> **CONSIGNE 1**: Indiquez combien de lignes de données, plus bas, contiennent le mot « glass ». Donnez ce nombre seul.

> **EXTRAIT DU DOCUMENT**:
● ● ● ● ●

Ici, tu trouveras les opinions des différent-e-s rédacteur-rice-s du blog, et des membres de l'asso. N'hésites à nous écrire si tu veux ajouter ta contribution. L'idée est d'avoir un panel représentatif des avis de toustes concernant le féminisme !
Louise :
C’est le sexisme ordinaire qui a initié mon rapport
au féminisme. A partir de mes quatorze ans, des hommes m’ont imposé des
commentaires dans la rue. Vous savez, ces commentaires qu’on doit ‘prendre
bien’ parce que ce sont des ‘compliments’. Ces commentaires qui me mettaient
mal à l’aise au départ, puis qui m’ont fait peur. « Tu es belle »,
« hmmmm très charmante », « je vais mettre ma bite d’africain
dans ta sale chatte d’européenne. » La main aux fesses. Les menaces de
viol. L’inquiétude de se sentir suivie. Alors j’ai pris peur, je me suis remise
en question. J’ai pensé que c’était ma faute, parce que j’avais bien fini par
remarquer que lorsque je portais des talons ou des robes, les remarques
s’accentuaient. J’ai donc voulu arrêter d’en mettre.
Puis,
j’ai compris mon erreur : je cédais à ce que la société m’imposait. Je
m’empêchais de porter des choses qui me plaisaient par peur du regard des
hommes, car je me sentais responsable. J’évitais de rentrer tard et seule. Au
fond, je me privais de ma liberté pour éviter le sexisme ordinaire. J’en
parlais avec mes amies, qui bien entendu subissaient la même chose, sans pour
autant trouver de réelles réponses pour que ça s’arrête et que la culpabilité
change de camp.
Mes
premières réponses, je les ai trouvées sur internet, notamment via MadmoiZelle
ou Paye ta shnek. Je n’étais pas seule, ce n’était pas juste une question de
quartier ou de ville. C’était un phénomène qui touchait l’ensemble de la
société, quels que soient la classe sociale, l’endroit ou le pays. Internet,
mais aussi les cours de socio du lycée m’ont fait comprendre que le harcèlement
de rue n’était pas le seul impact du sexisme sur la vie des femmes : culture du
viol, plafond de verre, 30% d’écart entre les salaires des femmes et des hommes
à poste égal dans le privé, slutshaming, sexisme des politiques, partage des
tâches ménagères, éducation genrée…
La
découverte de ces concepts m’a fait prendre conscience que j’avais toujours été
féministe, sans pouvoir l’exprimer et le comprendre dans une vision globale de
la société. Ma vision du féminisme découle entièrement de cette période. C’est
ce qui m’a permis de m’accepter, de devenir plus tolérante.

● ● ● ● ●

> **CONSIGNE 2**: Reprenez, s'il vous plaît, le témoignage sur le féminisme ci-dessus et écrivez-en la suite.

Extraits d'un jeu de données sur le pointage d'objets
● ● ● ● ●

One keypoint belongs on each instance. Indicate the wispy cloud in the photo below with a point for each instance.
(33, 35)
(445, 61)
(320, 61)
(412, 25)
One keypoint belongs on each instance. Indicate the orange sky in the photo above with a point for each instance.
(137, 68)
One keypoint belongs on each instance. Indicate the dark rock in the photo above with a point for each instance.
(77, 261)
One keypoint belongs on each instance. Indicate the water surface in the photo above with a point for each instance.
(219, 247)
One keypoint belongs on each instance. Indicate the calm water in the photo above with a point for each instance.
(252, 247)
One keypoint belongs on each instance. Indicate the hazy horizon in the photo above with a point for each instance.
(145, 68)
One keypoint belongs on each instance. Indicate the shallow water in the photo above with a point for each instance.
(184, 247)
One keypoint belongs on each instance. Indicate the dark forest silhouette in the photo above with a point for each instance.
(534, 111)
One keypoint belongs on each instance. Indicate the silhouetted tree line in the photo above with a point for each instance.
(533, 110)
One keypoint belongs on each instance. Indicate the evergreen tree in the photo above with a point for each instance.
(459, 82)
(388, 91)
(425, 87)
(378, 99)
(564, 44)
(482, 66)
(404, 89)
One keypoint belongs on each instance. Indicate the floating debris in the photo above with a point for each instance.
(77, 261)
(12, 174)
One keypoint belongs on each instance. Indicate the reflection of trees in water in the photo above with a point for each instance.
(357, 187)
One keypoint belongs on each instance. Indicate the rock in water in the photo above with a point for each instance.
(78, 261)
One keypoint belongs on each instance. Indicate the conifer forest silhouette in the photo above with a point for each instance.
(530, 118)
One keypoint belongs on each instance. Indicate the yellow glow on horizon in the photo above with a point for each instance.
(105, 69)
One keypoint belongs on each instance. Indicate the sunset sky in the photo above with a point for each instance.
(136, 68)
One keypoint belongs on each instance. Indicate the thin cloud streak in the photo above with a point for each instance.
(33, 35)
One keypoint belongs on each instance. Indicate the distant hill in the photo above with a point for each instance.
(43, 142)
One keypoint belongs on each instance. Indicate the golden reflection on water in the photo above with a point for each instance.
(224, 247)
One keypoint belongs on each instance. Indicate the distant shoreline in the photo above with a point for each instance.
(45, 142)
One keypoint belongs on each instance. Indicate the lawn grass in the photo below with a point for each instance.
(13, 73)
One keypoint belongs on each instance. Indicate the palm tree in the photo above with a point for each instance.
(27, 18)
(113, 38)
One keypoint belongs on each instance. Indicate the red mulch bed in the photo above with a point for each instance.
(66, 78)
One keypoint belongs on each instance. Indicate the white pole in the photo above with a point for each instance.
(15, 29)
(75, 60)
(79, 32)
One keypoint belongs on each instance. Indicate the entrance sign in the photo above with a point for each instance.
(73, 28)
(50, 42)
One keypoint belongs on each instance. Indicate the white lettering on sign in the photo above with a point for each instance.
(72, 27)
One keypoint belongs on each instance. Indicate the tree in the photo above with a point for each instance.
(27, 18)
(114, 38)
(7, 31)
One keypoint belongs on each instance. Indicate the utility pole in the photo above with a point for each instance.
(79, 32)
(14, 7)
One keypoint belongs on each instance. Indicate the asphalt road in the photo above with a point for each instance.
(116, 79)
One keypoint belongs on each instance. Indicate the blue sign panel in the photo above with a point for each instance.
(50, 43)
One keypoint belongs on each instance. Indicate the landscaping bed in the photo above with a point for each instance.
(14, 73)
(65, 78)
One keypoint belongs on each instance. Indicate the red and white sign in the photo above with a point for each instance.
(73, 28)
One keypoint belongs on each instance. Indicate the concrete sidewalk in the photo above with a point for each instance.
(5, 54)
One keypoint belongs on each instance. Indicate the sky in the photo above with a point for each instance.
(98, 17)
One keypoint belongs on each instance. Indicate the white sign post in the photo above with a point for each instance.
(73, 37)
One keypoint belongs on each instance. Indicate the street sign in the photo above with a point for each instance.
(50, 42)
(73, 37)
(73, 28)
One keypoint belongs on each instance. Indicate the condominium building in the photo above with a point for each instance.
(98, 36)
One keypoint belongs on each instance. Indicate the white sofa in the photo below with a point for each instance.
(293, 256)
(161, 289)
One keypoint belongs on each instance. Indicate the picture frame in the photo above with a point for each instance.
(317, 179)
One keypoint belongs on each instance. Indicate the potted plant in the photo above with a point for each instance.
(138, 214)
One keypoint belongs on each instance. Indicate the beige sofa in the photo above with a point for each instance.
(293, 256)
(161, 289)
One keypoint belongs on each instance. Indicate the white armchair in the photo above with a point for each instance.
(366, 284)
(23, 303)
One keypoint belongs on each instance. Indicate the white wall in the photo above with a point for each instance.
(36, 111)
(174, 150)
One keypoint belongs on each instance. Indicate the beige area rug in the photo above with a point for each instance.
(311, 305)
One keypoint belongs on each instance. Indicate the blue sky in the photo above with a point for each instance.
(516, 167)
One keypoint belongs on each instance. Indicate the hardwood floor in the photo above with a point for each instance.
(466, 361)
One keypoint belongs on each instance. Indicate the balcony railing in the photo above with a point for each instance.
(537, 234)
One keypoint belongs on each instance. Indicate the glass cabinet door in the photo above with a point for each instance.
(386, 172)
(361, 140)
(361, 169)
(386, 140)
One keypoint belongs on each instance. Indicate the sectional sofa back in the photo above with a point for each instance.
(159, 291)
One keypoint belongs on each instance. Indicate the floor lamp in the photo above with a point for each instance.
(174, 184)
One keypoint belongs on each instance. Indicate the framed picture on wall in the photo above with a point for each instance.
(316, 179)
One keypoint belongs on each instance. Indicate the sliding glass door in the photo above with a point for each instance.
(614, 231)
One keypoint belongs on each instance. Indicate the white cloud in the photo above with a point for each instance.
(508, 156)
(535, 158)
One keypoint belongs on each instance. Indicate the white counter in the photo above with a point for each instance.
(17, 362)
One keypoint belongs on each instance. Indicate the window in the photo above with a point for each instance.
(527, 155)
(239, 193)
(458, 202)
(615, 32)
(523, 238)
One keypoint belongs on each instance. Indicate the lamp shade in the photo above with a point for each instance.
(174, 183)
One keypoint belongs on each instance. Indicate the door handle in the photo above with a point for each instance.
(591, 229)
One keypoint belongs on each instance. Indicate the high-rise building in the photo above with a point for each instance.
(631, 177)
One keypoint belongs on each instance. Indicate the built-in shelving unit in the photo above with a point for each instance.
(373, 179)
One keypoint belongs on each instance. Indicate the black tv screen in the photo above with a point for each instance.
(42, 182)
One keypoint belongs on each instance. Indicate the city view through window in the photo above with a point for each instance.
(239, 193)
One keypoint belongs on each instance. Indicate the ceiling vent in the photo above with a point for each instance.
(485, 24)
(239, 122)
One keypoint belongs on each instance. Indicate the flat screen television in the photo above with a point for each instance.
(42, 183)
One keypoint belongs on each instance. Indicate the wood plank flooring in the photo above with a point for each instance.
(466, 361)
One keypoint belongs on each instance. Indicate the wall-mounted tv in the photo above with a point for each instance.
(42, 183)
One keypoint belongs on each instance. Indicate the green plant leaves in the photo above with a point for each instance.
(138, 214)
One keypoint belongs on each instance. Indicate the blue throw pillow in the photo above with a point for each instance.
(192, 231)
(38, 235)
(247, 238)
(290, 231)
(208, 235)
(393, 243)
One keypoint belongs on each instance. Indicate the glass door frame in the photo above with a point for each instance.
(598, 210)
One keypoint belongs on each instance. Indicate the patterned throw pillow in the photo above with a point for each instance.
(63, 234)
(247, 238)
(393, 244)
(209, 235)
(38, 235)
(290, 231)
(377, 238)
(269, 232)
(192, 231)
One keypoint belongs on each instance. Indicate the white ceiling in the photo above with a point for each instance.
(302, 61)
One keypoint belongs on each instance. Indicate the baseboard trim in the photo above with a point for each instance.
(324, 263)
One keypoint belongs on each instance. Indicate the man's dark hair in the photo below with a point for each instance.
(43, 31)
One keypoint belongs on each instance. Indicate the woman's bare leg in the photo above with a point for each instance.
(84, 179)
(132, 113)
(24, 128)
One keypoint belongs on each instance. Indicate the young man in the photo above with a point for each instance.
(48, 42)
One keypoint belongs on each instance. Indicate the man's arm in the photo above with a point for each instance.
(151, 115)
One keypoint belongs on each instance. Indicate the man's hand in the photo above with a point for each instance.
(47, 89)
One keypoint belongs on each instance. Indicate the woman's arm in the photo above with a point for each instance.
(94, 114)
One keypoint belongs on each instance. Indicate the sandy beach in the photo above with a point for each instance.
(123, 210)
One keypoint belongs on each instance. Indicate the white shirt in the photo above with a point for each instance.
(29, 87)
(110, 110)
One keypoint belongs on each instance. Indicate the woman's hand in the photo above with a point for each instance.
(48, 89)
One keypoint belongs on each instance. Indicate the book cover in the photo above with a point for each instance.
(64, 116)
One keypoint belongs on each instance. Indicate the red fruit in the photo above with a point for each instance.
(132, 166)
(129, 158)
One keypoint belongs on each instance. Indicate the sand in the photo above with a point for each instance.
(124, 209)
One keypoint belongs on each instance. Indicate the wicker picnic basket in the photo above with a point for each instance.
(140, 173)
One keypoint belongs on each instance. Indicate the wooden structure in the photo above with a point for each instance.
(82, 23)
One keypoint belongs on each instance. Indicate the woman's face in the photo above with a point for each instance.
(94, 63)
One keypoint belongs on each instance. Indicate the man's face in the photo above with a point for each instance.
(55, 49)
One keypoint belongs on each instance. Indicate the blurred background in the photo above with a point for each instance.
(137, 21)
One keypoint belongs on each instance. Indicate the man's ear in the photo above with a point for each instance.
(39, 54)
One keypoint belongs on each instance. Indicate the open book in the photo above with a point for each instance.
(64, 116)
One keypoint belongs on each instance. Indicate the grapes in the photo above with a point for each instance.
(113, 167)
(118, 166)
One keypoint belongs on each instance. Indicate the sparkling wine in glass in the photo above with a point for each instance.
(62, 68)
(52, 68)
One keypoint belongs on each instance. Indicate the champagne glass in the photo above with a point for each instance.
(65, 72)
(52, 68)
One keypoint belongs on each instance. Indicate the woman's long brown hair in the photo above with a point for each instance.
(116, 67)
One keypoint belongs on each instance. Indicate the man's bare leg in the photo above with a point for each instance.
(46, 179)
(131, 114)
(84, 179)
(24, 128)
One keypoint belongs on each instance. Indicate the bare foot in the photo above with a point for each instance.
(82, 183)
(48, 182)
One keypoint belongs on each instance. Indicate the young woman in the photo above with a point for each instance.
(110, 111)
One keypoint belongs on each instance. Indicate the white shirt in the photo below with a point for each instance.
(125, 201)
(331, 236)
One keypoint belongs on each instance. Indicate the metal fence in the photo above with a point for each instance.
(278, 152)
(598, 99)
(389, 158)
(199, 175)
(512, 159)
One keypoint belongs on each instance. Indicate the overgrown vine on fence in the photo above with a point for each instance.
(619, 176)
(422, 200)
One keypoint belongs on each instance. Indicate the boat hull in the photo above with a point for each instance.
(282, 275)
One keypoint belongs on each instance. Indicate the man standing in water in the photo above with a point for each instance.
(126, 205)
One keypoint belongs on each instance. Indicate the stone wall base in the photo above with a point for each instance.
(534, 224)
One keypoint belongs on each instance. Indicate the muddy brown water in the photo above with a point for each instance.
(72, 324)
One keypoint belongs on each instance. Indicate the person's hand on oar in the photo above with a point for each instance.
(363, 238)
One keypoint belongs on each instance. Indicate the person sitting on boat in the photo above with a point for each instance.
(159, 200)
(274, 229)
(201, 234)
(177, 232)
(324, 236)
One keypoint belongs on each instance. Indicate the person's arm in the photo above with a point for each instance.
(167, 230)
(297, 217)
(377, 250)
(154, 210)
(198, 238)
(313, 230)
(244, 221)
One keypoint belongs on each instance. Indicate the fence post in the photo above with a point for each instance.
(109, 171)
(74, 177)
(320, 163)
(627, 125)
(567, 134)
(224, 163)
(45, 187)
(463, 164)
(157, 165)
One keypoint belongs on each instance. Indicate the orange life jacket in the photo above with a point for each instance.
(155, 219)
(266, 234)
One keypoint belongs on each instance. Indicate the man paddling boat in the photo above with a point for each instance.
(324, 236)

● ● ● ● ●

> **RÉPONSE 1**: 5

> **RÉPONSE 2**:
Le
féminisme, pour moi, c’est l’égalité, la liberté et l’acceptation de la
différence. Egalité, car ce que revendique le féminisme, ce n’est pas la
supériorité des uns sur les autres mais bien le fait qu’aucun ne vaut plus que
son voisin. Le féminisme, c’est l’égale liberté de devenir ce que l’on
souhaite, que l’on soit une femme ou un homme. Je suis libre de ne pas
correspondre aux codes de la ‘féminité’ si je suis une femme, de pleurer si je
suis un homme. Je suis également libre de répondre aux clichés si c’est ce que
je suis. Cette liberté d’être soi-même ne devrait subir aucun jugement de la part
des autres. Le féminisme, c’est accepter qu’il n’y a pas de moule commun à
tous, mais des individualités. C’est accepter que les différences soient
justement la normalité. Le féminisme, c’est la tolérance, la compréhension de
l’autre, l’acceptation de soi.
Elodie :
Pour
moi le féminisme c'est un mouvement qui met en avant le fait que les hommes et
les femmes devraient pouvoir jouir des mêmes droits et opportunités, qu'elles
soient sociales, économiques, juridiques..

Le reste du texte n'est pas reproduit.